▸ **Reading passage**:
I've got a headache this big, and it's got "low hanging metal thing" written all over it.

I'm a sight right now, let me tell you. Sitting here, a rolled-towel of ice strapped around my head with a rubber band, trying to type without getting shocked with all the melting water all over the place.

Still, I'm feeling great. A brush with a minor concussion is worth a great day in the sun and, yes, another movie.

Derek and I spent the entire day on the beach. We walked up and down Waikiki, looking at all the tourists totally thrilled to be here, remarking as we always do about how ironic it is that we live in a place we couldn't afford to visit.

We catered lunch through one of the several million ABC stores -- two musubi, a bag of popcorn and a liter of Coke each. I think I ate as much sand as I did powdered salmon, but it was still a great picnic.

We eventually parked ourselves in front of the surfboard racks by the police station. We sat and watched people fall off things, punctuated with the occasional tickle attack (a distressing new hobby Derek has recently developed). We swam a little, but I much preferred lying on the beach getting a very capably administered massage...

▸ **Tasks to carry out**:
1. In the Waikiki beach passage, where did the writer and Derek finally settle on the beach?
2. List the foods and drinks that the Waikiki beach passage says the writer and Derek bought for lunch.
3. Extend the Waikiki beach passage with the next part of the day, starting after its final sentence.
The lines that come after play no part in this work.

▸ **Supplied entries**:
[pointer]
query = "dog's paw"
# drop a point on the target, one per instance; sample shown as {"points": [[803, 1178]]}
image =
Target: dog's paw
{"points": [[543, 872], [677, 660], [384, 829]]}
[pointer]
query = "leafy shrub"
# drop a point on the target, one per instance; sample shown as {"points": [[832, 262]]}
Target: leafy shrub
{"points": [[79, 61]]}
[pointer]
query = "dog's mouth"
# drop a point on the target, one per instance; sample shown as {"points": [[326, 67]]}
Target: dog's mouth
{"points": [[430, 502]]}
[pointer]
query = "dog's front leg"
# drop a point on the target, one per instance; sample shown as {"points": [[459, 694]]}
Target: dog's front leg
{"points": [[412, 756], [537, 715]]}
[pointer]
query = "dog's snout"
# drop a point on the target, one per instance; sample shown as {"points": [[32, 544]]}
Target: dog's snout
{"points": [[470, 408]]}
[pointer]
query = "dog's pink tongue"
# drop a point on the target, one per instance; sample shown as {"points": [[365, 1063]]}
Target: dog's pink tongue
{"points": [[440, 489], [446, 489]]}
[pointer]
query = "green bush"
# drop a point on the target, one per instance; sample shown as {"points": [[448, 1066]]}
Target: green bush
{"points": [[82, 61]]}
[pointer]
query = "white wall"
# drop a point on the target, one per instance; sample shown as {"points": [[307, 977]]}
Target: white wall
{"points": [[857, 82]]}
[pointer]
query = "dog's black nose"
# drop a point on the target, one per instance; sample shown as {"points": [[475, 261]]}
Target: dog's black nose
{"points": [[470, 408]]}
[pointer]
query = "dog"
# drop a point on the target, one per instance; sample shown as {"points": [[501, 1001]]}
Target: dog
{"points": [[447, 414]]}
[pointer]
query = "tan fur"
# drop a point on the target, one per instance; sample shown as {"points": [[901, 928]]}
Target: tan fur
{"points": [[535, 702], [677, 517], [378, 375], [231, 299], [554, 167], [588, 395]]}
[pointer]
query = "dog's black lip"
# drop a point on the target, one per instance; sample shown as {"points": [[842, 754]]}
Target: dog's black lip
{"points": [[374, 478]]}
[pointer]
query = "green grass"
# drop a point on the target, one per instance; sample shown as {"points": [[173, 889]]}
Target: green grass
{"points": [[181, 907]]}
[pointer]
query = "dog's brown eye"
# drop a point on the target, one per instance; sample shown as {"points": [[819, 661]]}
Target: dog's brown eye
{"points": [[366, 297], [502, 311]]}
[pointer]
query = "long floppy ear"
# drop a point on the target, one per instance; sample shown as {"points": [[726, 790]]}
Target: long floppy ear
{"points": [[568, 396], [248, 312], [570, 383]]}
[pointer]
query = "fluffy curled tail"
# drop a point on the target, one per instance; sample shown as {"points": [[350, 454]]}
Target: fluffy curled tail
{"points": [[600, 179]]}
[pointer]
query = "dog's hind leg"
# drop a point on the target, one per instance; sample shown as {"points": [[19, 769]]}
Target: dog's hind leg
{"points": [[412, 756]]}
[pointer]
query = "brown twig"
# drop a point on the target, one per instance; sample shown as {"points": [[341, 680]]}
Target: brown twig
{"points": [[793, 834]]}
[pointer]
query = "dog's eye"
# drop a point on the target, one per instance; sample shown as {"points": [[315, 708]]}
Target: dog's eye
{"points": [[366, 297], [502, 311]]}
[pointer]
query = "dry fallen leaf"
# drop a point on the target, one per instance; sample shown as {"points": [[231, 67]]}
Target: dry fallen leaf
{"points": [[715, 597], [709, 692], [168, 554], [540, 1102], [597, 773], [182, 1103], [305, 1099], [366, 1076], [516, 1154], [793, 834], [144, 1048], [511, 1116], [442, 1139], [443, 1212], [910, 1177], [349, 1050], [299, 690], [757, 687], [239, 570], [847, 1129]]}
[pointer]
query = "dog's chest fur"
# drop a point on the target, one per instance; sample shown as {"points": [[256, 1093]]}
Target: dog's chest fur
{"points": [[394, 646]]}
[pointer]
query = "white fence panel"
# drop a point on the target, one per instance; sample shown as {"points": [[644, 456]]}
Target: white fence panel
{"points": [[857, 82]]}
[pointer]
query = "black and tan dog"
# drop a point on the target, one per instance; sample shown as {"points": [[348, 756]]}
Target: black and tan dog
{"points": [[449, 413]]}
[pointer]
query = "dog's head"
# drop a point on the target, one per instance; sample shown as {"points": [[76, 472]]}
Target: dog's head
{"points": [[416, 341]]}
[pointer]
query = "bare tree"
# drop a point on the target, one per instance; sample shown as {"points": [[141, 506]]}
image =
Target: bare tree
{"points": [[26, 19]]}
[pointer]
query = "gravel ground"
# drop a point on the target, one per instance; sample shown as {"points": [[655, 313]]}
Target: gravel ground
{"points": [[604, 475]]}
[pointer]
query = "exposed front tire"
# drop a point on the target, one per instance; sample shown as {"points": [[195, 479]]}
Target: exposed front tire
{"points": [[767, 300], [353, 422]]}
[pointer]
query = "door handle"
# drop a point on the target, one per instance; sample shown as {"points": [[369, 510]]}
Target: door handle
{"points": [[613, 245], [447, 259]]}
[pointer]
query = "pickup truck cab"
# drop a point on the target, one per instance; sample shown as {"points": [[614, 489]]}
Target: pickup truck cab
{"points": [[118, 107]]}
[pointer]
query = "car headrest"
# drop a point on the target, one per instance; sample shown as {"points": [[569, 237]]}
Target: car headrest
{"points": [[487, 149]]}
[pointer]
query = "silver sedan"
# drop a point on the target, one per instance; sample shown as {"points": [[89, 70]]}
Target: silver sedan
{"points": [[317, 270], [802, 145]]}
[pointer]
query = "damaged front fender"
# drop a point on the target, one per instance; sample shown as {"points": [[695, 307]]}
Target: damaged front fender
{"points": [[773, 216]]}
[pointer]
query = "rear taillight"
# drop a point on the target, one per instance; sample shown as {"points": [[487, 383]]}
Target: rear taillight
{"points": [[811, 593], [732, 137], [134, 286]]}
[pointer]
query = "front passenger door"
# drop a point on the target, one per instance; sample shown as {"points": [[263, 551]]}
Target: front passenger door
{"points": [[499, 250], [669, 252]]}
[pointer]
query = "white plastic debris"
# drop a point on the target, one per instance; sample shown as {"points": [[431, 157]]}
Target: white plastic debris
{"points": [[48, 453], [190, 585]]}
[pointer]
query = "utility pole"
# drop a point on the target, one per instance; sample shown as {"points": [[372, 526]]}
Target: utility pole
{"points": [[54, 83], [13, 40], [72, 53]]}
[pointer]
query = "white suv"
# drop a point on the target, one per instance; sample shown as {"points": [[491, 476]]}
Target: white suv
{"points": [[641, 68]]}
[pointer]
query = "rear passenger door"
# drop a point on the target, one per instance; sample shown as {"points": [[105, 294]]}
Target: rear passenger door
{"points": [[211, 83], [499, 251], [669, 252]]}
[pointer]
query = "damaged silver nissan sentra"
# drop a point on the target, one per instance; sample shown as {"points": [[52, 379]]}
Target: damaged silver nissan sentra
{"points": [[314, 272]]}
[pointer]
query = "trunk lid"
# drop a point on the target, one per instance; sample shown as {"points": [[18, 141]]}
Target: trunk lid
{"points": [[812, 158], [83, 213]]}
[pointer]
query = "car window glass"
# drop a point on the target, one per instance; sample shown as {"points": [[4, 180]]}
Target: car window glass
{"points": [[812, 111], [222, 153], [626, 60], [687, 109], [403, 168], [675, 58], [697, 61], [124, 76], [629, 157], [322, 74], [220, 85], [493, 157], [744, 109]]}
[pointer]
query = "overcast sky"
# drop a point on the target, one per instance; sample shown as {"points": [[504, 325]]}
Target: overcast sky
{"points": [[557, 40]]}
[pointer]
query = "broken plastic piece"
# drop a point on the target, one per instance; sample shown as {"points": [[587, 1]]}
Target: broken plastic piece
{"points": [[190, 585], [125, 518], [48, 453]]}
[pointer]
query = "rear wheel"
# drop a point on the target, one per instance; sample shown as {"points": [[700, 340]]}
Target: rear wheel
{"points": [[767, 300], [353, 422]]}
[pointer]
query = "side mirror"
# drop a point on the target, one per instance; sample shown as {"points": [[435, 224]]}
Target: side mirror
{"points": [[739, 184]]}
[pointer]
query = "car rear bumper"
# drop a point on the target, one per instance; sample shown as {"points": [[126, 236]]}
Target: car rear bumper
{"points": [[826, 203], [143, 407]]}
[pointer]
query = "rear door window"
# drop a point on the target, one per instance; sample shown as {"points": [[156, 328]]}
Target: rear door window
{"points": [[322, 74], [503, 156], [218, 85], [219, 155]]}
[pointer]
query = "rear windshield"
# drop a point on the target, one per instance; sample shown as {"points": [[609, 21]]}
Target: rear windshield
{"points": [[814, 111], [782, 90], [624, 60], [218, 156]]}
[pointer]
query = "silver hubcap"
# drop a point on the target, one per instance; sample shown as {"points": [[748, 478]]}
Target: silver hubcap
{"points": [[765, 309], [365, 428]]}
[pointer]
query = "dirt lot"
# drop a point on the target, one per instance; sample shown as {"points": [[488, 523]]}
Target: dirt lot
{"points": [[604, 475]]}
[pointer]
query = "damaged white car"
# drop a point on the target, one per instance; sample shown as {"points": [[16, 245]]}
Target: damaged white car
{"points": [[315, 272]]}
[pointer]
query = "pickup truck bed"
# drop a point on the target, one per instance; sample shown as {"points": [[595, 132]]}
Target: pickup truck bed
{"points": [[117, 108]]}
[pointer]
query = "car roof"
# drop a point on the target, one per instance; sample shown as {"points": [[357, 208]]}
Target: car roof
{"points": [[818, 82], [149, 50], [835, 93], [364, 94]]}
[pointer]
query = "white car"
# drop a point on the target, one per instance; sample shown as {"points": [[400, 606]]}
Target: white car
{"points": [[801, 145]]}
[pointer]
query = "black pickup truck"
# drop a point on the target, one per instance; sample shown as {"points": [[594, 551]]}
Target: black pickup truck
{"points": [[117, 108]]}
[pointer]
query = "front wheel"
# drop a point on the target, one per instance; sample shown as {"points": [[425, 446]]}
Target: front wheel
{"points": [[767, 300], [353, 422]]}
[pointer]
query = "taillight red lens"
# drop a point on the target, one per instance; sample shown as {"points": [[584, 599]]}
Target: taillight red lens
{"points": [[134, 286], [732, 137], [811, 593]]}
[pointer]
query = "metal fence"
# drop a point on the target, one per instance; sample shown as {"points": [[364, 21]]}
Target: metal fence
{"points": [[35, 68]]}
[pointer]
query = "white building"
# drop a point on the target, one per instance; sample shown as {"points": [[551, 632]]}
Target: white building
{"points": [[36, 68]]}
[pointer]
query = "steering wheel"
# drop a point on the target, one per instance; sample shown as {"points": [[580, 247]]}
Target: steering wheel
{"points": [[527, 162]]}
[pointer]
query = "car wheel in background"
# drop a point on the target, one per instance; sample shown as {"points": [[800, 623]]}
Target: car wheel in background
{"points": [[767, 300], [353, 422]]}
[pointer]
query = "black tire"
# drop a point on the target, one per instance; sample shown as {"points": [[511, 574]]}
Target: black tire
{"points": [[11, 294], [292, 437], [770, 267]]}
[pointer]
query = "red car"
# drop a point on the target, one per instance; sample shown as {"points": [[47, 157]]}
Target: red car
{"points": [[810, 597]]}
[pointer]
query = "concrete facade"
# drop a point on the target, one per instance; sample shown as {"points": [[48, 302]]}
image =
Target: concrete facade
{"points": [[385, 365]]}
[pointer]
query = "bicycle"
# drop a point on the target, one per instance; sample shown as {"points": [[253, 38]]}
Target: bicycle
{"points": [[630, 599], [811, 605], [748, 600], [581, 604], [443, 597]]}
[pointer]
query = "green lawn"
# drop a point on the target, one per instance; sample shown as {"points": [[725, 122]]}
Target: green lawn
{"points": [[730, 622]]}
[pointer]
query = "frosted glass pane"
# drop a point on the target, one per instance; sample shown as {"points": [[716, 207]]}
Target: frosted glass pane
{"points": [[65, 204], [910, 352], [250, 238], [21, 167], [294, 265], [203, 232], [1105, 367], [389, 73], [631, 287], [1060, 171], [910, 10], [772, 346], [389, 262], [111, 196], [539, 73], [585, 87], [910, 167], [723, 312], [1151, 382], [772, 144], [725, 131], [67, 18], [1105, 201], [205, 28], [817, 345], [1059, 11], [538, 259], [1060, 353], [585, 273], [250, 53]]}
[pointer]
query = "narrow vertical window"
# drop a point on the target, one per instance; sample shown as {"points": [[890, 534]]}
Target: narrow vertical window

▸ **Answers to the exercises**:
1. In front of the surfboard racks by the police station.

2. Musubi, popcorn, Coke

3.
The way the weather was today, you'd never know we were soaked to the bone a week ago. I couldn't get over it. The only sign of the storm was the suddenly healthy green vegetation on Diamond Head.

We figured we'd walk a little, and we headed up Kalakaua. We passed the Bird Man, looked over a blanket of bead necklaces, and marveled at a new store that sold nothing but refrigerator magnets.

I love this town.

Then, we walked passed the Waikiki Three. Suddenly it was like Derek was a yuppie passing a sale at the Gap. The new Star Trek movie opened there yesterday. Though he was sarcastic about it when I'd first mentioned it, the minute we passed the box office and its big poster, his Inner Trekkie welled up from deep within his soul.

One showing had just started, and the next one was sold out. By then, though, there was no stopping him (or me, to be honest). We jumped into line, hypothesizing which of those around us -- tourists and locals alike -- actually owned a pair of Vulcan ears. There were many likely candidates.

"This is cool, we can just hang out at my place 'til it's time," I said.

He bought two tickets to the last show of the night.

Fast forward four hours...

Our show was sold out too. Everyone was packed right up against the door for nearly an hour. Derek and I huddled under a bush, eavesdropping on more than one argument about Star Trek physics, remarking how the prostitutes seemed to be deliberately avoiding the people in that particular line.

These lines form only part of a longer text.